_SOURCE INFORMATION_.
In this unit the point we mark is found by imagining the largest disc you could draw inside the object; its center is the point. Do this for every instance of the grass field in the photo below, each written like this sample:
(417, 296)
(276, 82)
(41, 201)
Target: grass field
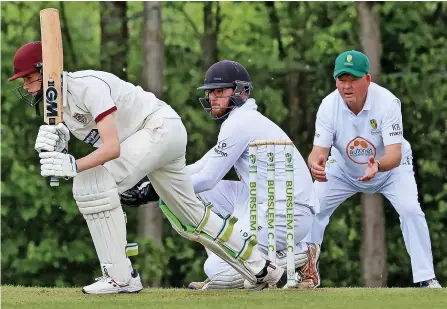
(346, 298)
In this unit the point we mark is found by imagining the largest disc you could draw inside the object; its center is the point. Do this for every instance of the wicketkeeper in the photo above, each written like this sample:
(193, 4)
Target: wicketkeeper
(227, 89)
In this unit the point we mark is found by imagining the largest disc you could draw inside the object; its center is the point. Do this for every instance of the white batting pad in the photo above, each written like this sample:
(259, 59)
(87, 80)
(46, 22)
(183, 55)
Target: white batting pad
(96, 195)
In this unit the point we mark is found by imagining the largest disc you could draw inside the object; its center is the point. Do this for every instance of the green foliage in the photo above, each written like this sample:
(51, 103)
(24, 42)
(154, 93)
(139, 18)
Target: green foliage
(45, 241)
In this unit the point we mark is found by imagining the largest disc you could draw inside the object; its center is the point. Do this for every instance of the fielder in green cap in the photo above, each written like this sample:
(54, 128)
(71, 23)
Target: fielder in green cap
(351, 62)
(352, 78)
(360, 125)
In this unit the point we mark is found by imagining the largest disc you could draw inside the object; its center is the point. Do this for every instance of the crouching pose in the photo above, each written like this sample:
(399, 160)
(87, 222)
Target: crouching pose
(227, 89)
(136, 135)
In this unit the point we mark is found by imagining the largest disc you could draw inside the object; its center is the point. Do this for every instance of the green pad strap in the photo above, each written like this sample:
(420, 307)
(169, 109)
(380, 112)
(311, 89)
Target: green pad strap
(132, 249)
(176, 224)
(205, 218)
(227, 229)
(168, 213)
(247, 248)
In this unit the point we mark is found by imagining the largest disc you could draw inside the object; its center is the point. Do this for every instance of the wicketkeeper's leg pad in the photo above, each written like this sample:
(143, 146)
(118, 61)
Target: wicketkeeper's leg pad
(216, 238)
(96, 195)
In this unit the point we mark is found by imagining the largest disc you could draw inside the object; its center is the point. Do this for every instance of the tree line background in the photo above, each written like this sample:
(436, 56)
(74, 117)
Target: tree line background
(289, 49)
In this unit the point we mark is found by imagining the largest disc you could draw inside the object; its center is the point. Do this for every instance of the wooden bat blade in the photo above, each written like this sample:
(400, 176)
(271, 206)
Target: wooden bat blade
(52, 55)
(53, 65)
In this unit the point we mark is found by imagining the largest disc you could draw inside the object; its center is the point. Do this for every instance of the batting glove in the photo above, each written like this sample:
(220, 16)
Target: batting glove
(52, 138)
(56, 164)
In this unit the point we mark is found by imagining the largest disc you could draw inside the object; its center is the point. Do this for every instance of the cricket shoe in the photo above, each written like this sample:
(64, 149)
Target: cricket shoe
(198, 285)
(310, 273)
(430, 284)
(108, 285)
(271, 276)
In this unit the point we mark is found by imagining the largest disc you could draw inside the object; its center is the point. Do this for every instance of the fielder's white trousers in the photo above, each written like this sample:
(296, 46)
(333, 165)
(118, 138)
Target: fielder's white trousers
(231, 198)
(400, 189)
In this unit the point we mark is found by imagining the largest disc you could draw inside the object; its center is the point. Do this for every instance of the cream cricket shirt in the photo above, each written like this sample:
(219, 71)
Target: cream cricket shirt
(244, 125)
(354, 138)
(92, 95)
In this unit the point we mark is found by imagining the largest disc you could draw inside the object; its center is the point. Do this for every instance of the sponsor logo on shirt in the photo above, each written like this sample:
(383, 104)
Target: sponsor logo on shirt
(219, 149)
(92, 137)
(373, 123)
(220, 152)
(407, 160)
(396, 130)
(359, 150)
(81, 118)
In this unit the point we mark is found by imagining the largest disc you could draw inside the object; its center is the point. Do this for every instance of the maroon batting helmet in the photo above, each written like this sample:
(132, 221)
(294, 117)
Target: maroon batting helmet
(28, 59)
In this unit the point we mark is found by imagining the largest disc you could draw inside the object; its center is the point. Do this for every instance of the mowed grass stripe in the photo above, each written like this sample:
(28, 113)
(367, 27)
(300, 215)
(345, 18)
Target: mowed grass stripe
(344, 298)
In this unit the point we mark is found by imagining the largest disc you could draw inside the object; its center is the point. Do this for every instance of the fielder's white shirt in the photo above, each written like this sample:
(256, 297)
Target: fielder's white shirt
(354, 138)
(92, 95)
(244, 125)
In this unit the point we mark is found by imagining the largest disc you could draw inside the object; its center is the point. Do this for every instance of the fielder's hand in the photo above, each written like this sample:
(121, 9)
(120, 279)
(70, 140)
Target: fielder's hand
(371, 170)
(52, 138)
(57, 164)
(318, 171)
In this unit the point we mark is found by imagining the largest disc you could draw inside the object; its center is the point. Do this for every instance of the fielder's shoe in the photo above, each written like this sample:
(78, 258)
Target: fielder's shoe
(309, 273)
(272, 275)
(108, 285)
(431, 284)
(198, 285)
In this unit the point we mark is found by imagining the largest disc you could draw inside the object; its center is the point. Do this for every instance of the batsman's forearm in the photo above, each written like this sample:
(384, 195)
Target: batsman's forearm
(98, 157)
(389, 161)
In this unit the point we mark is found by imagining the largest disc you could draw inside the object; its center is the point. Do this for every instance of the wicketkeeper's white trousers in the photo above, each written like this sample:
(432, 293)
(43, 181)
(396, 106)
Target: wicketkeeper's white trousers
(400, 189)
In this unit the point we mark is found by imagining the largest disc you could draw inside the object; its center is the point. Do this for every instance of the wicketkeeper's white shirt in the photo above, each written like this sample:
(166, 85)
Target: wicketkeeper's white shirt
(354, 138)
(92, 95)
(244, 125)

_GOAL OF THE EXERCISE_.
Every line of the listing above is to be set down verbatim, without the pictures.

_FINISHED TASK_.
In this unit the point we mark is found by imagining the largest disc you could draw inside the object; its center is the point. Do this for every instance of the grass field in the photo below, each written like this sample:
(417, 296)
(276, 82)
(41, 201)
Target: grass field
(346, 298)
In this unit the point we mark is found by imagining the largest disc you could draw inside the object; its center is the point. Do this for every instance of the wicketkeeper in the photo above, each written like this sample:
(193, 4)
Target: wicketkeeper
(227, 89)
In this unit the point we mark is found by imagining the largest disc you could draw inside the object; its center is the point. Do this for every instance of the white batting pad in the photo above, each written like this sample:
(259, 59)
(87, 80)
(46, 22)
(183, 55)
Target: white batting pad
(96, 195)
In this unit the point we mark is found by imagining the largest disc you could draw inside the object; its center is the point. Do this for every instance of the green foliage in the photo above, each written like this sample:
(51, 103)
(24, 42)
(154, 93)
(139, 18)
Target: green foliage
(45, 241)
In this unit the point we mark is found by imagining the largest disc you could draw inside the object; its center is the point. Do this for every instance of the fielder in green cap in the photo above, each written like this sample:
(54, 128)
(71, 23)
Target: fielder in green cap
(351, 62)
(352, 78)
(360, 125)
In this unit the point we mark is found by imagining the largest disc you could draw inside the object; its center is the point. Do this for every instance of the crouching pose in the photo above, each written like this sample:
(399, 160)
(87, 222)
Target: crouching pose
(227, 89)
(136, 135)
In this unit the point we mark is found by imagining the largest disc you could draw inside the object; its center is the point. Do this for every instance of the green pad strap in the photo above, each written like this sample:
(420, 307)
(169, 109)
(380, 112)
(311, 89)
Target: green pad strap
(132, 249)
(176, 224)
(205, 218)
(227, 229)
(168, 213)
(247, 248)
In this unit the point we mark is found by imagining the largest disc you could draw inside the object; its center is the point. Do this for every instance of the wicketkeeper's leg pad in the photo above, each written like this sample:
(143, 146)
(118, 61)
Target: wicketkeeper's leg pad
(216, 238)
(96, 195)
In this unit the point we mark is found by imagining the largest disc you could draw inside the object; its center is the point. Do this for every instance of the tree line background in the photo above, each written like this sample:
(436, 56)
(74, 117)
Target: tree line background
(289, 49)
In this unit the point we mark is found by imagining the largest disc you could draw inside the object; its center is the point. Do this for every instance of the wooden bat blade in the photo above, each written like this sample:
(400, 176)
(271, 206)
Target: wooden bat blade
(52, 55)
(53, 65)
In this unit the point we mark is found by imagining the largest disc you could draw inside the object; its center is the point. Do this for every instance of the batting glove in the photo above, each written like this sample:
(220, 16)
Target: batting glove
(52, 138)
(56, 164)
In this unit the point we mark is found by imagining the largest disc you could draw inside the object; its center is the point. Do this for every instance of the cricket shoe in the photo above, each written like this sample:
(64, 149)
Target: cricket shoe
(198, 285)
(310, 273)
(430, 284)
(108, 285)
(271, 276)
In this unit the point we mark is found by imagining the largest disc you could draw inside the object; its center is the point. Do this for every instance of the fielder's white trousers in the photo above, each written like this sample:
(296, 46)
(333, 165)
(118, 138)
Target: fielder's white trousers
(231, 198)
(400, 189)
In this unit the point we mark is found by imagining the largest disc you could draw inside the object; its center is the point. Do this for every instance of the cream cricket shirt in the photo above, each written like this sample:
(219, 71)
Target: cream cricket shirt
(244, 125)
(354, 138)
(92, 95)
In this unit the point we mark is found by imagining the largest disc you could draw inside the object; its center is the point. Do this for every instance of the sponsor logo on shirt in the photo above, each written like this sample:
(383, 104)
Target: sponsor logo on shirt
(219, 149)
(92, 137)
(373, 123)
(220, 152)
(407, 160)
(396, 130)
(359, 150)
(81, 118)
In this unit the point we mark is found by imagining the largest disc you could draw inside the object; its center is the point. Do this for every instance of the maroon batting helmet in the photo above, each written like this sample:
(132, 221)
(294, 117)
Target: maroon batting helmet
(28, 59)
In this unit the point we mark is found by imagining the largest disc you could draw inside the object; its center is the point. Do this for every instance of the mowed grass stripe in the photo above, each written like this sample:
(28, 113)
(367, 27)
(300, 215)
(345, 18)
Target: mowed grass stripe
(344, 298)
In this unit the point we mark is found by imagining the largest disc you could draw inside the object; its center is the point. Do this for every instance of the fielder's white shirt in the photo above, each written like this sample:
(256, 297)
Target: fielder's white shirt
(354, 138)
(92, 95)
(244, 125)
In this unit the point we mark is found by imagining the largest disc you could draw inside the object; its center is the point. Do this for every instance of the fielder's hand in the photo above, each written like this sample:
(121, 9)
(120, 279)
(70, 140)
Target: fielder's hand
(371, 170)
(52, 138)
(57, 164)
(318, 171)
In this unit the point we mark is found by imagining the largest disc you could draw inside the object; its center is the point. Do this for every instance of the fielder's shoe in the photo above, each written like this sample:
(78, 258)
Target: fielder's shoe
(309, 273)
(272, 275)
(108, 285)
(431, 284)
(198, 285)
In this unit the point we mark is found by imagining the largest disc you could draw inside the object; its center is the point. Do this for every instance of the batsman's forearm in the photo above, each written like this sample:
(384, 195)
Target: batsman's forearm
(98, 157)
(389, 161)
In this unit the point we mark is found by imagining the largest disc you could draw inside the object; its center is the point. Do this for every instance of the wicketkeeper's white trousers in the photo above, each written like this sample:
(432, 293)
(43, 181)
(396, 106)
Target: wicketkeeper's white trousers
(400, 189)
In this unit the point we mark is found by imagining the largest disc you could draw inside the object; its center is the point. Do this for every instance of the wicketkeeper's white shirt in the photo above, each written like this sample:
(166, 85)
Target: wicketkeeper's white shirt
(354, 138)
(92, 95)
(244, 125)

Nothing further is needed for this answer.